--- Passage shown ---
Preached at All Saints, King City, Anglican Diocese of Toronto, Sunday, 13 March. Readings for this Sunday: Gen 15:1-12,17-18; Ps 27; Phil 3:17-4:1; Lk 13:31-35
Brothers and sisters, join in imitating me, and observe those who live according to the example you have in us. (Phil 3:17)
You’ve probably noticed that shortly after I joined you as your interim priest, I’ve started referring to you collectively as “saints”. I say that to remind you of the generosity of God, who in Christ wants us all to be transformed and made better. The Greek word “hagios” means holy ones, and when Paul would write his letters to various churches, he would address them as “holy ones”. Today’s second lesson from Philippians begin with this greeting:
“To all the saints in Christ Jesus who are in Phillippi, with the bishops and deacons: Grace to you and peace from God our Father and the Lord Jesus Christ” (Phil 1.1-2).
Paul was using the term “saints” in part to compliment these new Christians and to encourage them to continue in the faith, but he was also using the term to remind these congregation were being remade in the new life and new identities that God in Christ had called them to. The same applies to us.
---
- **Instruction**
Please answer from the sermon: what does the Greek word "hagios" mean?
--- Material supplied ---
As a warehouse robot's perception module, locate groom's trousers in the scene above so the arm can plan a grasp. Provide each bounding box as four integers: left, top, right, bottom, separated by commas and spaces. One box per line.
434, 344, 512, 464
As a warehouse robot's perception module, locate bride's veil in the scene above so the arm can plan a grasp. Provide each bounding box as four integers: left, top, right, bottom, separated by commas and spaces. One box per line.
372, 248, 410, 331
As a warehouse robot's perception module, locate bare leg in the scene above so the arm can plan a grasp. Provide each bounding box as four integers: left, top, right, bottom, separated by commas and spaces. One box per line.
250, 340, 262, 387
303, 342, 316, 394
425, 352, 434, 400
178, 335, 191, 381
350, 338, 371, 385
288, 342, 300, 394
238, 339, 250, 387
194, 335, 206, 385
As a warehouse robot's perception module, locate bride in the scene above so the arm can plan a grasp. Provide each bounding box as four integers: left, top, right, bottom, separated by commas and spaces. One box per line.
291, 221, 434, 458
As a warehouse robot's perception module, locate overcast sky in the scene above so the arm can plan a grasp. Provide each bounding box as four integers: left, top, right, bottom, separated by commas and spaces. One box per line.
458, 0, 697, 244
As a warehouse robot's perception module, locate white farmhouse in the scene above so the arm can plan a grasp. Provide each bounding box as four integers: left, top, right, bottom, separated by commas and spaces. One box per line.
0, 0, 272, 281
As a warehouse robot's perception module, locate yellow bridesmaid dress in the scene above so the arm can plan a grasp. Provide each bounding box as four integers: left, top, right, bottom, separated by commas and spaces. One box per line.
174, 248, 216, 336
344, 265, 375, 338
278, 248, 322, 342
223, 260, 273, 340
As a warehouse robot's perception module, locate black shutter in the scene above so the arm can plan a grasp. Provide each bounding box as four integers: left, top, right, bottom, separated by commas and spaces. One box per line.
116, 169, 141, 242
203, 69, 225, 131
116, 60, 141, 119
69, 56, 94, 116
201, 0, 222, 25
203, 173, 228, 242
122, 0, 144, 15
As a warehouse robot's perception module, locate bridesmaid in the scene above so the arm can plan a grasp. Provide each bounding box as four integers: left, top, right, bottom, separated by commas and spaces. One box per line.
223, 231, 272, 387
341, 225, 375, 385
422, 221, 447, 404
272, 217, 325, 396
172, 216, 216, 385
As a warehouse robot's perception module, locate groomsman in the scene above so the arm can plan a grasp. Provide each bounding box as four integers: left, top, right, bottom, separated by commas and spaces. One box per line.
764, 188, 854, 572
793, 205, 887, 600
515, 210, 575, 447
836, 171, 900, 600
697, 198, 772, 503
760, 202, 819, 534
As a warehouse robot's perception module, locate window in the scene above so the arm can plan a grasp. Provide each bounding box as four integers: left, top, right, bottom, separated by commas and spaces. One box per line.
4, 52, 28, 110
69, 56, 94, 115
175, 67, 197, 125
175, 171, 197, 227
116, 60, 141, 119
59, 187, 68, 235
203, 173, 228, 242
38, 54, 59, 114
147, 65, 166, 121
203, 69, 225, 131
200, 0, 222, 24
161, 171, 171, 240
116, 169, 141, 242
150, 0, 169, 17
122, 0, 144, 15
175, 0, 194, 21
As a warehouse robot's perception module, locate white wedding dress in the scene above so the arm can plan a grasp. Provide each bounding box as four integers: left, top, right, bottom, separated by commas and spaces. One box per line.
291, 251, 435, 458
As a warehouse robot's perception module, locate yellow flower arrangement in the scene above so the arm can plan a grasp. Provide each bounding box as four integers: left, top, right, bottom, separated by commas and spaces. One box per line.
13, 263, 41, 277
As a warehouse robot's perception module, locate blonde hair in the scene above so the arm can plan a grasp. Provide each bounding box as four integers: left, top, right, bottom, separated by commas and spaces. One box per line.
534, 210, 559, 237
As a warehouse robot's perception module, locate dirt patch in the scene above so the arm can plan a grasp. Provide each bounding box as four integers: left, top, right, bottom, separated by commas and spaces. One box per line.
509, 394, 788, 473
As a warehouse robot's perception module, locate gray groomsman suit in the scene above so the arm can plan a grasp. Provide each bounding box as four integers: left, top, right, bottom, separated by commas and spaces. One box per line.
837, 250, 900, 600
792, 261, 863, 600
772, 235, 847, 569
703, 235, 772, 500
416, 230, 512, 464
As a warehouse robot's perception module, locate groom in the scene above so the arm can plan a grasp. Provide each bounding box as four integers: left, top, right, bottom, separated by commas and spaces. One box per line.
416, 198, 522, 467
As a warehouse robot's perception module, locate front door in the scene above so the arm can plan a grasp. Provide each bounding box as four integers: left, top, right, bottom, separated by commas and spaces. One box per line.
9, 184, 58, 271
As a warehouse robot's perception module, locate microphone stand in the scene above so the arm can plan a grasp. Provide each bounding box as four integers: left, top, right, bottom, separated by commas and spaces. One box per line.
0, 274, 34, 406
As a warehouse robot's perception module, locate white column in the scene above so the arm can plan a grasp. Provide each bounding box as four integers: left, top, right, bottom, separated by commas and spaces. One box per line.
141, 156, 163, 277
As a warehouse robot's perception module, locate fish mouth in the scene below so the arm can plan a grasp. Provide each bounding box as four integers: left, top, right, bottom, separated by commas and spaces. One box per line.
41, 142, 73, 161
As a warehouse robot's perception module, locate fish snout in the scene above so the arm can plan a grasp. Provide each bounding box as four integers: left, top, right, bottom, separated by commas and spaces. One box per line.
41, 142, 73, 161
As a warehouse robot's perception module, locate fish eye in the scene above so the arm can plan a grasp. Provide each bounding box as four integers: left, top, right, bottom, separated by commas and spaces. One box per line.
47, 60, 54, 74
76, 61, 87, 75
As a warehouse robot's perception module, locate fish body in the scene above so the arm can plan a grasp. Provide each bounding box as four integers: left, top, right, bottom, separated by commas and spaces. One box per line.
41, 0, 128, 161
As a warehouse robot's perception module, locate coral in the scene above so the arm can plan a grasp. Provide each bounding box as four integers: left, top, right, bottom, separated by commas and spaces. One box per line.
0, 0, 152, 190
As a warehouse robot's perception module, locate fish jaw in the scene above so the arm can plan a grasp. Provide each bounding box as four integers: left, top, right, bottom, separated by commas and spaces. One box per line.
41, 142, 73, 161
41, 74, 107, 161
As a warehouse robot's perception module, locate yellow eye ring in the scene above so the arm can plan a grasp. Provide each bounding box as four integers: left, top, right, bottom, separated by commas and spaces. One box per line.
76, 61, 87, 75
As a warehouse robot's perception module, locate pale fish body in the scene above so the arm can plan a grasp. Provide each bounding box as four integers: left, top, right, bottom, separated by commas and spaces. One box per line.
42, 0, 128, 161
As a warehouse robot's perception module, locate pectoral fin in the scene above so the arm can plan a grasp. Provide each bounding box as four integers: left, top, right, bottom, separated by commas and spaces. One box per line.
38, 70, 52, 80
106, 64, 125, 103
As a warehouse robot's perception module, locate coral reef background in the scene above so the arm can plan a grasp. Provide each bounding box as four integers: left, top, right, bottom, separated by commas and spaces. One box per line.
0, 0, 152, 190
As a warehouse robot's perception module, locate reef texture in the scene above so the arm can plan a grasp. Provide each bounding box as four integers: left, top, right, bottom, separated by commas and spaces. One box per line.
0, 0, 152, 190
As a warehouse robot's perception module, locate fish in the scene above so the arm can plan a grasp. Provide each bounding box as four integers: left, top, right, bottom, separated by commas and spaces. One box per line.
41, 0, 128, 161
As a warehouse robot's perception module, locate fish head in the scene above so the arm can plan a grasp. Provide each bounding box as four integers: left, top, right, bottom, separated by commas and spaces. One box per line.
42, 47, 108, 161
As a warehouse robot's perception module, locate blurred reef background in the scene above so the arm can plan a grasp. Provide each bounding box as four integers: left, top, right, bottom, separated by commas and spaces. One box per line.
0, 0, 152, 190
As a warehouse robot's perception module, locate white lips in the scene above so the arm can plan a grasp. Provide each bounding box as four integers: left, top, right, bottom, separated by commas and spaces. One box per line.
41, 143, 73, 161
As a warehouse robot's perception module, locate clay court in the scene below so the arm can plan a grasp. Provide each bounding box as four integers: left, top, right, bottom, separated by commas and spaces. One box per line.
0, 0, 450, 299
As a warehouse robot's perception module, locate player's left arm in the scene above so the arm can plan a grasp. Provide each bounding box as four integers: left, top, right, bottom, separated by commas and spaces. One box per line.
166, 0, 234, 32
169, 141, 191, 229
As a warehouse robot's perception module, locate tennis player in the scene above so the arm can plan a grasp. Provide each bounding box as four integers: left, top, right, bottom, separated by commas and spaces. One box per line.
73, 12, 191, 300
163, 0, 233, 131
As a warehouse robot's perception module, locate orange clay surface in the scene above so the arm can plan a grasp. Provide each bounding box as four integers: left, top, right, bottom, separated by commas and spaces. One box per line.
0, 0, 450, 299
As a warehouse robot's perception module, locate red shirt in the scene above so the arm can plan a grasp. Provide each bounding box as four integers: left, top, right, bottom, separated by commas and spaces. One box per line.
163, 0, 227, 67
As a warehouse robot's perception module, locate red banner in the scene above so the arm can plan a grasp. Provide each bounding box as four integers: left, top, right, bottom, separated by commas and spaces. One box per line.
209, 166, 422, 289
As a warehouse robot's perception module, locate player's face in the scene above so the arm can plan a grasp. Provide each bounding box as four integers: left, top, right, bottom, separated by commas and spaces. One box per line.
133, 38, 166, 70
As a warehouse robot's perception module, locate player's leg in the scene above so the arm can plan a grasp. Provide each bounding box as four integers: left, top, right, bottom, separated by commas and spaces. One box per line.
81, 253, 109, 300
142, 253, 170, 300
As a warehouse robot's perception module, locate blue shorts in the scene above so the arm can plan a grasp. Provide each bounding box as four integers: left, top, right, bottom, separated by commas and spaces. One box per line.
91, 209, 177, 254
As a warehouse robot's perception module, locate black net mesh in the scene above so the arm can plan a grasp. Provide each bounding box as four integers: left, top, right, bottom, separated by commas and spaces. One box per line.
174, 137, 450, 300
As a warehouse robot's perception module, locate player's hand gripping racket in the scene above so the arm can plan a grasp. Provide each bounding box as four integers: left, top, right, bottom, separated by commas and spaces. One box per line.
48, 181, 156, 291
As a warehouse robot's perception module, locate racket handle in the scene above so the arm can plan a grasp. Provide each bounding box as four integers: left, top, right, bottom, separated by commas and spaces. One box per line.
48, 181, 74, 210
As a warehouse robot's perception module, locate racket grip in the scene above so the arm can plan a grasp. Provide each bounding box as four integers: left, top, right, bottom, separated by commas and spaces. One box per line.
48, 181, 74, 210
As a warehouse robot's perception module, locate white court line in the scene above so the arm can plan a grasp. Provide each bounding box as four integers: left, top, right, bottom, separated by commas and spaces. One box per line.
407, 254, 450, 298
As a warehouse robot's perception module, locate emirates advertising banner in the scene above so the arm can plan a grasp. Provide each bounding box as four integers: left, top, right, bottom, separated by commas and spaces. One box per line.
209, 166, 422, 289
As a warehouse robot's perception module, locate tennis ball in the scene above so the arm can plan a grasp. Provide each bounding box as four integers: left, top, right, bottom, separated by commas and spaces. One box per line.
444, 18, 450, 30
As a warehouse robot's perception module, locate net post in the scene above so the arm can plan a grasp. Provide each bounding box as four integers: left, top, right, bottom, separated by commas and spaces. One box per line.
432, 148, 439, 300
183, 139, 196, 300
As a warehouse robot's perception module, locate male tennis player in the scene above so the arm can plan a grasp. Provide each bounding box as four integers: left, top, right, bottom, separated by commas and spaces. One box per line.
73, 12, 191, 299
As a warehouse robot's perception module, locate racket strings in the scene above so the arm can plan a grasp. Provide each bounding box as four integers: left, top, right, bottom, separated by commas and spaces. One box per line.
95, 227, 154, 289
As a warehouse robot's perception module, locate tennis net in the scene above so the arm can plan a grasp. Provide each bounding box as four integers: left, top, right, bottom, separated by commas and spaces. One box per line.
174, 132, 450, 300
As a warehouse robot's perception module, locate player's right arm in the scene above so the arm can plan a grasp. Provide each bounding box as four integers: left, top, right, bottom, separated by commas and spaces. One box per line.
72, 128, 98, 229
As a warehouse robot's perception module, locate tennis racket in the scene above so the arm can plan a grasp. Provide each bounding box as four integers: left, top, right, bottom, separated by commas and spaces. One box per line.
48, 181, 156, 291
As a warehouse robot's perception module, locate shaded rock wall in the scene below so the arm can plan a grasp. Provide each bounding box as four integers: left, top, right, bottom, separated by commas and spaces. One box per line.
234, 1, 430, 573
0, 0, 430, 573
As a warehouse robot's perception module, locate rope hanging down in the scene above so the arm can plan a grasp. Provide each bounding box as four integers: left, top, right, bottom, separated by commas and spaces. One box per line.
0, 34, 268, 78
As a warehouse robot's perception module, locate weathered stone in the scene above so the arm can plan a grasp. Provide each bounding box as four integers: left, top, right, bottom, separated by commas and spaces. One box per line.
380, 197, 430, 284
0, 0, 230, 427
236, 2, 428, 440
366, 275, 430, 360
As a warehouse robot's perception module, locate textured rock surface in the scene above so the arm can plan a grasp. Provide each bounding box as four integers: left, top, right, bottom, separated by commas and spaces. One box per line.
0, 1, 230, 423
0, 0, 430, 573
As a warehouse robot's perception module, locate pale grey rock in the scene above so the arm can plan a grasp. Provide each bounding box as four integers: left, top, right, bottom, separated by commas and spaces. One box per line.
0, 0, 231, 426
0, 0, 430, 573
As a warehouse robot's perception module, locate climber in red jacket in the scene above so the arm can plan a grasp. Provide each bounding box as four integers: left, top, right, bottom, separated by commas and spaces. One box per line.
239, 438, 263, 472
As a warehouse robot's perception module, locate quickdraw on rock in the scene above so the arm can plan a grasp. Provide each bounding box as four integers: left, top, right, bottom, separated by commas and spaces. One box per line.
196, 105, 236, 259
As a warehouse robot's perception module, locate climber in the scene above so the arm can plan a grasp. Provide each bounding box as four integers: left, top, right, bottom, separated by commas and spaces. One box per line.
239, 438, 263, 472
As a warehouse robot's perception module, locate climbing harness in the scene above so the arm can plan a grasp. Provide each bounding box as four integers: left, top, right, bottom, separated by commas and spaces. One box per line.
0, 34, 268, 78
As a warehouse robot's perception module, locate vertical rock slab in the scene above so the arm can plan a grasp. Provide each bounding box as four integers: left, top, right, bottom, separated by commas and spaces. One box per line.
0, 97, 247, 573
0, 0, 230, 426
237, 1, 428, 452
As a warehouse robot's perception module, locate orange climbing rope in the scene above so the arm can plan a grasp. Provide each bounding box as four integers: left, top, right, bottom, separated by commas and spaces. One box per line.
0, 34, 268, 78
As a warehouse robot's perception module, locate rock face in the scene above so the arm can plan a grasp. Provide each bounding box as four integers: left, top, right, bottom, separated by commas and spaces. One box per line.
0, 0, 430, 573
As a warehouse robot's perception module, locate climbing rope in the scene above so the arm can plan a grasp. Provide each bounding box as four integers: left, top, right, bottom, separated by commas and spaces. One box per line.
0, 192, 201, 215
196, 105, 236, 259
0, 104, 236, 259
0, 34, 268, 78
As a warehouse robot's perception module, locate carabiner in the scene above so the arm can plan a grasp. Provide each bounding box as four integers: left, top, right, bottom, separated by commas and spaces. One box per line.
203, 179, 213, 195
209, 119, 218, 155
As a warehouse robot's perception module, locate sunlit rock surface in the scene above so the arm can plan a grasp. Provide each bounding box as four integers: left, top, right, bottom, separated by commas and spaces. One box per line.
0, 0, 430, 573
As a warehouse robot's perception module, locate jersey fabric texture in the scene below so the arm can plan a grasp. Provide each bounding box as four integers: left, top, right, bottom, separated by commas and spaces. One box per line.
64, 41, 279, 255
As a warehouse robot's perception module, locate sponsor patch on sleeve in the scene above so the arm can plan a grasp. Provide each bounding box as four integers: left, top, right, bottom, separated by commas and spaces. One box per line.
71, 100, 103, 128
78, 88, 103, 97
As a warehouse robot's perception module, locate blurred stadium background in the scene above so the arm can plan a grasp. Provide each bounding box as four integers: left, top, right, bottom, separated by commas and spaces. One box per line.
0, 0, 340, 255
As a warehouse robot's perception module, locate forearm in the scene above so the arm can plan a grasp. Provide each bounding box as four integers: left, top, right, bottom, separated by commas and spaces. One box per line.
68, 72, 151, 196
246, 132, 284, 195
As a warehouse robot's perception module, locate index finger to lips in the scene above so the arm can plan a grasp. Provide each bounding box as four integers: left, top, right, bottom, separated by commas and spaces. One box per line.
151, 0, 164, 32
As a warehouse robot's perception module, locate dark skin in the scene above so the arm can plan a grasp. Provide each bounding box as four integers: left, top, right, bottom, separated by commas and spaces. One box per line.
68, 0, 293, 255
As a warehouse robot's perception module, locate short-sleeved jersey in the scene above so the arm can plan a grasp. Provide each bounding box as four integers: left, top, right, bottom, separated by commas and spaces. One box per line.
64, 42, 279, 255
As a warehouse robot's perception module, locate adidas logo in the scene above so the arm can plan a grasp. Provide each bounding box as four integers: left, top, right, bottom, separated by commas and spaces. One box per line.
---
- **Result of the task**
Holy ones.